(Records)
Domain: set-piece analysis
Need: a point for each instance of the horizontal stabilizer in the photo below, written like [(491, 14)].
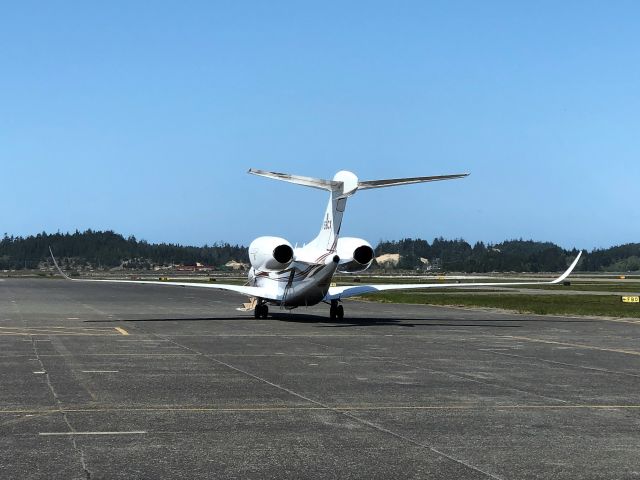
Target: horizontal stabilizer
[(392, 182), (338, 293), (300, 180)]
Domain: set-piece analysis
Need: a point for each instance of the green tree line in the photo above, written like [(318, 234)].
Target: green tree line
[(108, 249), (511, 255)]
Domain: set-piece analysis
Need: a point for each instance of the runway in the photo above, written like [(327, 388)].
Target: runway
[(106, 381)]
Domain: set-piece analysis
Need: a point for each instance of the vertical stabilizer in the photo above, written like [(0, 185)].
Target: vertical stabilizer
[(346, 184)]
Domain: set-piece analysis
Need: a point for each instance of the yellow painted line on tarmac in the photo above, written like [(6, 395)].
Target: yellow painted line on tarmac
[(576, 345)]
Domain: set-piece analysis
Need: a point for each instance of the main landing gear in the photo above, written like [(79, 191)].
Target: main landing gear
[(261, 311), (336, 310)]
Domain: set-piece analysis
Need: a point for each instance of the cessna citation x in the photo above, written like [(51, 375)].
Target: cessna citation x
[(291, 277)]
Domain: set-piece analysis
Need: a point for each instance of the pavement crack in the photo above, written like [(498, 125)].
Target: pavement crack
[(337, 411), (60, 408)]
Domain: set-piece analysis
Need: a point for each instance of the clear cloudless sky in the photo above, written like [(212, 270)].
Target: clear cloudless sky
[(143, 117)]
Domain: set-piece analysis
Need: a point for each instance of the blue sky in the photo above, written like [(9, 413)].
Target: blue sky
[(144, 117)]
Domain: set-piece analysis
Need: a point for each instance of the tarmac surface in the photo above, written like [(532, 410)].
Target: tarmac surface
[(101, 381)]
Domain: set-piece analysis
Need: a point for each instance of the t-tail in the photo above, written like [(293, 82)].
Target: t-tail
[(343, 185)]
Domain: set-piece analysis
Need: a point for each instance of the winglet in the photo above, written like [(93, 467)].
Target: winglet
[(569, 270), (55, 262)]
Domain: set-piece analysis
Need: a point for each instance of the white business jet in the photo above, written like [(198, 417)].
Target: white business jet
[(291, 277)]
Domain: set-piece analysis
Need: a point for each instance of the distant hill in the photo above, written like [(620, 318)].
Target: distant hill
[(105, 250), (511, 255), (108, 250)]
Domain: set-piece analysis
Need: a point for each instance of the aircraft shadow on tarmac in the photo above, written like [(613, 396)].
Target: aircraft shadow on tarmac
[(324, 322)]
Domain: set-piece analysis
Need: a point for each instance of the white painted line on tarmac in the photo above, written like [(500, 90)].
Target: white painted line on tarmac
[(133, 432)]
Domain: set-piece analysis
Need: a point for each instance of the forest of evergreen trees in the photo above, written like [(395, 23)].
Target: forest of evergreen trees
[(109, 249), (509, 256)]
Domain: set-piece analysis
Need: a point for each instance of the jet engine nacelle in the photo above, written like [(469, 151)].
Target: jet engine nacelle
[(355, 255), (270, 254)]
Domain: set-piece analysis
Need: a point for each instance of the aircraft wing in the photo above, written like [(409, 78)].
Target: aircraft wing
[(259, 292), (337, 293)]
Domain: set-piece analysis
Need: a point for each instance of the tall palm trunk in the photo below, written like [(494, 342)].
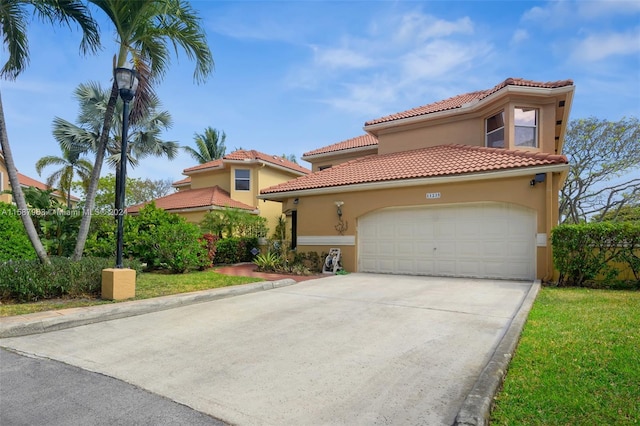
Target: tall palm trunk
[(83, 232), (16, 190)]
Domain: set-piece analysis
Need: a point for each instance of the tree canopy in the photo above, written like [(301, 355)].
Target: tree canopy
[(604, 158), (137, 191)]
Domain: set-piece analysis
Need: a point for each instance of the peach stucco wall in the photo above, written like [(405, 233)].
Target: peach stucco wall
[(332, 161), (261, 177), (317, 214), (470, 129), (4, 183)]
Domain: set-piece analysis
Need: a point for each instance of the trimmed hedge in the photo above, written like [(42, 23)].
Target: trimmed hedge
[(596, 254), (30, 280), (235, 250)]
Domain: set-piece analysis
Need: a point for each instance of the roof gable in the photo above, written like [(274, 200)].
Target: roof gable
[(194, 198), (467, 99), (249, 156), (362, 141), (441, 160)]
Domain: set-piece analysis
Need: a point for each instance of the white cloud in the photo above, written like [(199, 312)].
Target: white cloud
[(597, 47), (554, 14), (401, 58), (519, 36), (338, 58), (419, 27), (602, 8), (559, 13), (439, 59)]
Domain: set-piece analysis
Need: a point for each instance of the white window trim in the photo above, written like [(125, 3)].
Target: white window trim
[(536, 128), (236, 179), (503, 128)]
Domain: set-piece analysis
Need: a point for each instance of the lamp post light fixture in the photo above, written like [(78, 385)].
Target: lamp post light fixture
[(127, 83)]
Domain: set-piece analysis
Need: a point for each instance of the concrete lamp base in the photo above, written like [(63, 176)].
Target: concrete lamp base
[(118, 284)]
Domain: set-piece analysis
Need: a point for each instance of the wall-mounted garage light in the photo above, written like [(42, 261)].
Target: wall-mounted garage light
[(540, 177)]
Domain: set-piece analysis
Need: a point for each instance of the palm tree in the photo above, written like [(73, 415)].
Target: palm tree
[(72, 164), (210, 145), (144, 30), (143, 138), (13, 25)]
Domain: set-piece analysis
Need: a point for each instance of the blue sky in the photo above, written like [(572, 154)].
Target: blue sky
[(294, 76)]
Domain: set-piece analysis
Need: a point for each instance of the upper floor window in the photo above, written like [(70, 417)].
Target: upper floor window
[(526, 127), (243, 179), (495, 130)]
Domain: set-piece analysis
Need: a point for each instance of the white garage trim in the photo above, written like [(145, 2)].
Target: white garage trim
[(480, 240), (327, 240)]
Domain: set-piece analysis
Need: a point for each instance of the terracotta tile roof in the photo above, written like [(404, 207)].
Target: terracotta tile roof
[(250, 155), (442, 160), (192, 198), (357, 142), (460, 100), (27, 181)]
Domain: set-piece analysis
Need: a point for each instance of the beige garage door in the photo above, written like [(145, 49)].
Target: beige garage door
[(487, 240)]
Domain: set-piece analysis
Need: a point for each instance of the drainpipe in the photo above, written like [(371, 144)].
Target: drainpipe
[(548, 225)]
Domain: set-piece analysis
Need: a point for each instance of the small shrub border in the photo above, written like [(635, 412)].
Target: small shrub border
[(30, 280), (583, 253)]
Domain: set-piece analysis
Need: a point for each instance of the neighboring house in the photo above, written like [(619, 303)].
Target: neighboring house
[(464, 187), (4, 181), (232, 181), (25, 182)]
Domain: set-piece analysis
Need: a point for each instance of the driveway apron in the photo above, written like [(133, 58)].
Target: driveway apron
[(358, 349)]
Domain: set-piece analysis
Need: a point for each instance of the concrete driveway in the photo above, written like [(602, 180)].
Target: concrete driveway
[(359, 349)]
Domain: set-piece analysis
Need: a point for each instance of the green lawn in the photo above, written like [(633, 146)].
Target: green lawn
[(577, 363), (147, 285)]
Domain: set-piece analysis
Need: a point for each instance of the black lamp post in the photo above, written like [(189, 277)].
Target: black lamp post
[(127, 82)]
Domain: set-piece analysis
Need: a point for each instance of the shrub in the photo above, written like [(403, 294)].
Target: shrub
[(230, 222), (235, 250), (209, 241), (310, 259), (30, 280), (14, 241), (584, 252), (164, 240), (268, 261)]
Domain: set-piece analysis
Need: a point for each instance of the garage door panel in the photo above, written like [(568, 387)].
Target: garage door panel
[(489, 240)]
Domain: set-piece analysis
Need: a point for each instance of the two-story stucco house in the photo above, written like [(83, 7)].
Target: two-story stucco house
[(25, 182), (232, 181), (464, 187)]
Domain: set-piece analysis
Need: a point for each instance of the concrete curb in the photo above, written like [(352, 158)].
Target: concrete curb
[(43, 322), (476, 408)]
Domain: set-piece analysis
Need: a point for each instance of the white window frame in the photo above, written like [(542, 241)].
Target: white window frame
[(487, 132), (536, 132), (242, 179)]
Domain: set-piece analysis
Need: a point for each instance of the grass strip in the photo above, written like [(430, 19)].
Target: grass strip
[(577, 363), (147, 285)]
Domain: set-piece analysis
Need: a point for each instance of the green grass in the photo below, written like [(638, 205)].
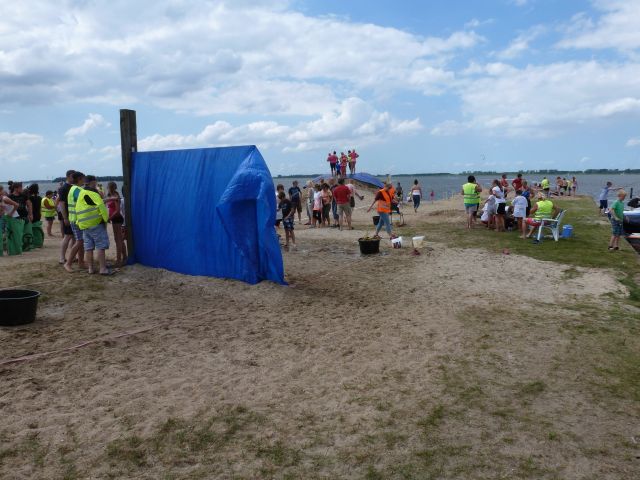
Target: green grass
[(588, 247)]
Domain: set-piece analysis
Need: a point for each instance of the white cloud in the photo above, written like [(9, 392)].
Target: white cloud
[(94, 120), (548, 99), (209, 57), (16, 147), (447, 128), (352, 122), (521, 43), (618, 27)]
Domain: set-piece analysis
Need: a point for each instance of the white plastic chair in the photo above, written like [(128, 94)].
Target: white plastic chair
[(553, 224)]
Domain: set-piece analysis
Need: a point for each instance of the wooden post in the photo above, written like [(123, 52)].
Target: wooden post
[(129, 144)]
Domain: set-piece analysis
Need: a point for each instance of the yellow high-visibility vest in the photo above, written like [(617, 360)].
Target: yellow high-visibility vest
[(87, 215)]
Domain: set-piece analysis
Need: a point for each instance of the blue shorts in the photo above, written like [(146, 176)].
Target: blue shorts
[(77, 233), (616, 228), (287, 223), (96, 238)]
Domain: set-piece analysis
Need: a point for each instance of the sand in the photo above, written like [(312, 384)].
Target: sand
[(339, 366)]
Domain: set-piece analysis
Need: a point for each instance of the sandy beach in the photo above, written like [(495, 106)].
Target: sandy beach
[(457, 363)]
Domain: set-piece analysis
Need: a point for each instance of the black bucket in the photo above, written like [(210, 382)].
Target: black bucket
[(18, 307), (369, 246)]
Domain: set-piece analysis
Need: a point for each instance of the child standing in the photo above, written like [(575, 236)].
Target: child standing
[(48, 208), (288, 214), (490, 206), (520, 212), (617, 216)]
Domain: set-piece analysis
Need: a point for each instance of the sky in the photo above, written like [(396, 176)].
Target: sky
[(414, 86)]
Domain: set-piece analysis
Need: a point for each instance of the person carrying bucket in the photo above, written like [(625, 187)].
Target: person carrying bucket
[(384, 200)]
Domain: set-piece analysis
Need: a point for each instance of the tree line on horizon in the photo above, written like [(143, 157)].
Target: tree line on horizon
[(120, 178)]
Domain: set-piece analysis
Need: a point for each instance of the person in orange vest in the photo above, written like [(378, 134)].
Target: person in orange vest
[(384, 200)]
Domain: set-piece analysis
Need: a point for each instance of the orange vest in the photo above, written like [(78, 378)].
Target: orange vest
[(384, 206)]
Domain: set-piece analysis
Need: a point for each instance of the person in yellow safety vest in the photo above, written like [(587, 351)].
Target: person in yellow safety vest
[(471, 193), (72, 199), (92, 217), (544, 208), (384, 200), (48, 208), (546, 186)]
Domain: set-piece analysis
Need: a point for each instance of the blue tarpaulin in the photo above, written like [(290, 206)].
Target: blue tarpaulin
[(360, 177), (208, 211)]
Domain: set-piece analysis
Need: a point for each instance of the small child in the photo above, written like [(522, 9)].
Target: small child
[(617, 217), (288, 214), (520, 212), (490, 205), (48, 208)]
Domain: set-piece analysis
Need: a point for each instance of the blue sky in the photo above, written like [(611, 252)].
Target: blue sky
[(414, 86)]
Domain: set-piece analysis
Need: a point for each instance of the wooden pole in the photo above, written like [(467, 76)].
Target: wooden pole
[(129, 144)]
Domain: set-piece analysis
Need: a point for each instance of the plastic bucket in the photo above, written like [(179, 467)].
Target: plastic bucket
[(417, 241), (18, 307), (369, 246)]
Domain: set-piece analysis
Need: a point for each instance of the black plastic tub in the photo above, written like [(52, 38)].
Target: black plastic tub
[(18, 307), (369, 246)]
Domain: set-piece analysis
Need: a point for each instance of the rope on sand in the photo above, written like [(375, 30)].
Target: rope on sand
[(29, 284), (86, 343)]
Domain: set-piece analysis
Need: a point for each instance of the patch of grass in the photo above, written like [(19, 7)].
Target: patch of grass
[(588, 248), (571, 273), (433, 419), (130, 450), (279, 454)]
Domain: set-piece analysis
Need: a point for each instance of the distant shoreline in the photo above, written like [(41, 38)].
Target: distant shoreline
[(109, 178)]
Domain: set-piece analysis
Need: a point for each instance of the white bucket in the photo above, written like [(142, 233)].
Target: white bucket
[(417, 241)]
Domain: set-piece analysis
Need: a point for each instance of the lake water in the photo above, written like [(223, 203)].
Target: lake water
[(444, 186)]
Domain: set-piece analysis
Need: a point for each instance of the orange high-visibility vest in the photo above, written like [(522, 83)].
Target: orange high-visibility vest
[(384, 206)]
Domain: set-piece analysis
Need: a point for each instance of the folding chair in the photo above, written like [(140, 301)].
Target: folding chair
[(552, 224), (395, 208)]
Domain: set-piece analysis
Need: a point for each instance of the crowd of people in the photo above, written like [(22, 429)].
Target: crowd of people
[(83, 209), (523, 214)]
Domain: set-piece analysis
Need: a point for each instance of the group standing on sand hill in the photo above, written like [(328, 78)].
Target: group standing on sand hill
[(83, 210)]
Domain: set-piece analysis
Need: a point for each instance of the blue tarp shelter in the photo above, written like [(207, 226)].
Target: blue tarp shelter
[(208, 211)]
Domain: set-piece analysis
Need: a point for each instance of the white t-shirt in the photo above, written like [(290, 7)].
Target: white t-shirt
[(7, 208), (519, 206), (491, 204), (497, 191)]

Work to do
Reproduce the material from its start through the line containing "[(261, 311), (336, 310)]", inclusive, including the requests, and rescale every point coordinate in the answers by 2.1, rounding to whole numbers with halves going up. Leave the requests and their format samples unchanged, and omit the pictures.

Exercise answer
Domain: set-piece analysis
Need: a point for each instance of the horizontal stabilizer in the photo below, written like [(491, 14)].
Target: horizontal stabilizer
[(823, 382), (710, 615), (630, 378)]
Domain: set-piece analysis
Need: a point for each instance of the green tree line in the photo above, written like [(318, 234)].
Target: green tree line
[(227, 523), (1073, 536)]
Domain: set-piece analysis
Need: a point for each instance of the runway in the photo above, written like [(327, 388)].
Target: runway
[(223, 800)]
Domain: set-piece analysis
Need: a point for each instance of the vertical stabilizer in the photo above, written like [(0, 185)].
Target: vertical stabilizer
[(727, 386)]
Domain: set-piece analysis
Need: a point for each instance of the yellow painted line on tarmac in the photo above, written like [(6, 395)].
Target: yellow painted line on tarmac
[(1210, 725)]
Domain: set-piece analysis
Need: a point for each instance of the main landing gear in the photo above, written like [(79, 191)].
Target: main landing gear
[(548, 653), (706, 651)]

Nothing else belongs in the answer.